[DÉFIS]
(a) D'après l'extrait, quelle part des institutions publiques fédérales respectait l'obligation en 2015 ?
(b) Quels taux d'obligation ou d'objectif d'embauche l'extrait mentionne-t-il ? Donnez chacun avec le secteur auquel il s'applique.
(c) Dans l'extrait, recopiez tout ce qui va de « Les conventions de » jusqu'à « 5 % des jeunes de moins de 26 ans. ».

Les Conseils concluent à partir des chiffres de l’ONSS qu’en 2015, l’obligation individuelle de 3 % a été respectée en Belgique par 77,8 % des employeurs concernés du secteur marchand privé qui ne ressor- tissent pas à un secteur où s’applique une dispense sectorielle. Par rapport à 2004, la première année pour laquelle les Conseils ont dû évaluer la nouvelle définition, il s’agit d’un recul d’environ 13 points de pourcent. Le recul du secteur public fédéral est encore plus frappant. En 2004, 87,8 % des institutions publiques fédérales respectaient l’obligation ; en 2014, ce pourcentage était retombé à 49 % pour augmenter à nouveau légèrement en 2015 et s’établir à 52,1%. Dans le secteur à profit social, le nombre d’entreprises qui satisfont à l’obligation individuelle d’embauche de 1,5 % est resté assez stable pendant la période examinée. Ce n’est que dans la Région de Bruxelles-Capitale que la part d’entreprises satisfaisant à cette obligation est moins élevée tout en restant cependant supérieure à 85 %. »
Objectif 4% ? Largement atteint dans le secteur privé.
Les Conseils constatent que l’objectif global de 4 % pour l’ensemble du secteur privé a largement été atteint sur l’ensemble de la période examinée. Les statistiques analysées de l’ONSS montrent que la part des jeunes travailleurs de moins de 26 ans occupés dans l’ensemble des entreprises du secteur privé, en pourcentage de l’effectif des entreprises de plus de 50 travailleurs au deuxième trimestre de l’année précédente, est de plus de 20 % sur la période 2005-2013. En 2015, ce pourcentage était, à 18,7 %.
Les conventions de premier emploi sont principalement des contrats de travail ordinaires …
Sur la base des réductions de cotisations ONSS, les Conseils constatent que la réduction groupe-cible pour les jeunes moins qualifiés, les jeunes très peu qualifiés ou les jeunes peu qualifiés d’origine étran- gère ou handicapés n’est utilisée que dans une très faible mesure. Il s’agit d’environ 18 000 jeunes au total, soit environ 4,5% des jeunes de moins de 26 ans. Ce pourcentage est très faible, en particulier si on le compare avec l’ensemble du groupe des jeunes de 15-24 ans peu qualifiés (15,7 % du nombre total de jeunes travailleurs en 2015). Depuis 2013, quatre réductions sont encore applicables pour les jeunes en convention de premier emploi. Au deuxième trimestre de 2015, ces réductions concernaient 5 % des jeunes de moins de 26 ans.

[DONNÉES ENREGISTRÉES]
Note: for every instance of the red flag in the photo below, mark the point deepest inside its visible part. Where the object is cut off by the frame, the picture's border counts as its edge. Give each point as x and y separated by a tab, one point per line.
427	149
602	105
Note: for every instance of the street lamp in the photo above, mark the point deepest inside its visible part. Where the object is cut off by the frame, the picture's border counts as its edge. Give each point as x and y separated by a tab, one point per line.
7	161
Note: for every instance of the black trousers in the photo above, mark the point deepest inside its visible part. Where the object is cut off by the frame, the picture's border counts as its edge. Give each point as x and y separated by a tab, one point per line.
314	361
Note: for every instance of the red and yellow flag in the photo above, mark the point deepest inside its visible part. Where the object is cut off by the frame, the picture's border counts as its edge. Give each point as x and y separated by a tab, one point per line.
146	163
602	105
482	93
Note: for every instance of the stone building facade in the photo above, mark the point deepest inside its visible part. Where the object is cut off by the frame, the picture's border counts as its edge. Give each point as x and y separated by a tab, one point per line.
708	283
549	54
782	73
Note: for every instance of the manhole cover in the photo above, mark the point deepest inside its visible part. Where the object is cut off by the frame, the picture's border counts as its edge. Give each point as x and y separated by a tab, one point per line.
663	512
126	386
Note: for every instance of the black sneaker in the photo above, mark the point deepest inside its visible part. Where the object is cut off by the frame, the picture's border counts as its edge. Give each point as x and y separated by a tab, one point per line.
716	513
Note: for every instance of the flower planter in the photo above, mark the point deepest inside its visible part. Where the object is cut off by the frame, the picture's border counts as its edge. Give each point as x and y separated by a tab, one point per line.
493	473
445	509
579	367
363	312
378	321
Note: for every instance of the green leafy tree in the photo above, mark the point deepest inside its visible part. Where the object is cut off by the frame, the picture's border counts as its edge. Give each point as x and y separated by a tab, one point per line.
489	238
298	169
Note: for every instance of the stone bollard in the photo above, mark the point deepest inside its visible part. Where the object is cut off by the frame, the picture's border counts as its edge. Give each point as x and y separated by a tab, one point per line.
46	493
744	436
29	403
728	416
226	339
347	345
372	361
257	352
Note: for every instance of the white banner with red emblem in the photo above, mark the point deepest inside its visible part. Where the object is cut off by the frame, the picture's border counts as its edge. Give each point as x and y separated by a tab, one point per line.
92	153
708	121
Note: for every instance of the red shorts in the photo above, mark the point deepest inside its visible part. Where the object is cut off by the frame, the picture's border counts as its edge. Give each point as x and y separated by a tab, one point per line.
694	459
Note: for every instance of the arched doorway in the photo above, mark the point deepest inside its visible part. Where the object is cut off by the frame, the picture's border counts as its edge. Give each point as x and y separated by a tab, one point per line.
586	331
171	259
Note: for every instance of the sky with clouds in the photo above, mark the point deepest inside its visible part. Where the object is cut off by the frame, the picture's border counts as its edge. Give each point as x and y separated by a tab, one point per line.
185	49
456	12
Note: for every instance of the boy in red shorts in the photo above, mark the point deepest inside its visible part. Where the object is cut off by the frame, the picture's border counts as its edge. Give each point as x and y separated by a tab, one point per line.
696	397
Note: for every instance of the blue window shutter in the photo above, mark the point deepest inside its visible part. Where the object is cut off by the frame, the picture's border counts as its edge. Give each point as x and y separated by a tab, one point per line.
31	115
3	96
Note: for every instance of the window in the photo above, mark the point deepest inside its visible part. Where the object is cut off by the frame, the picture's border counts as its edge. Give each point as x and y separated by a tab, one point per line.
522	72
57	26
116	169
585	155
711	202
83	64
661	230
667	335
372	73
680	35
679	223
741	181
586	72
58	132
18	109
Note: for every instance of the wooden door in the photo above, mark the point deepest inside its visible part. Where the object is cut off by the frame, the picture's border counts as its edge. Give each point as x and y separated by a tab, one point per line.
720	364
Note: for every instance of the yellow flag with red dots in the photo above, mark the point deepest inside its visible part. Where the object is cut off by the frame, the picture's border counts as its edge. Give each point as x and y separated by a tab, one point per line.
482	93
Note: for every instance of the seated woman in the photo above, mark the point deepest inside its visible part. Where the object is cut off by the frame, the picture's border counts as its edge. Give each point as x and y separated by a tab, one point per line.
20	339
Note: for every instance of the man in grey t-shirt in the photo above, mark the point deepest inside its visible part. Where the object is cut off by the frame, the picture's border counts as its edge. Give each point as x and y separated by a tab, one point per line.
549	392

[EXERCICE CORRIGÉ]
(a) 52,1 %

(b)
- 3 % : obligation individuelle dans le secteur marchand privé et le secteur public fédéral
- 1,5 % : obligation individuelle d'embauche dans le secteur à profit social
- 4 % : objectif global pour l'ensemble du secteur privé

(c)
Les conventions de premier emploi sont principalement des contrats de travail ordinaires …
Sur la base des réductions de cotisations ONSS, les Conseils constatent que la réduction groupe-cible pour les jeunes moins qualifiés, les jeunes très peu qualifiés ou les jeunes peu qualifiés d’origine étran- gère ou handicapés n’est utilisée que dans une très faible mesure. Il s’agit d’environ 18 000 jeunes au total, soit environ 4,5% des jeunes de moins de 26 ans. Ce pourcentage est très faible, en particulier si on le compare avec l’ensemble du groupe des jeunes de 15-24 ans peu qualifiés (15,7 % du nombre total de jeunes travailleurs en 2015). Depuis 2013, quatre réductions sont encore applicables pour les jeunes en convention de premier emploi. Au deuxième trimestre de 2015, ces réductions concernaient 5 % des jeunes de moins de 26 ans.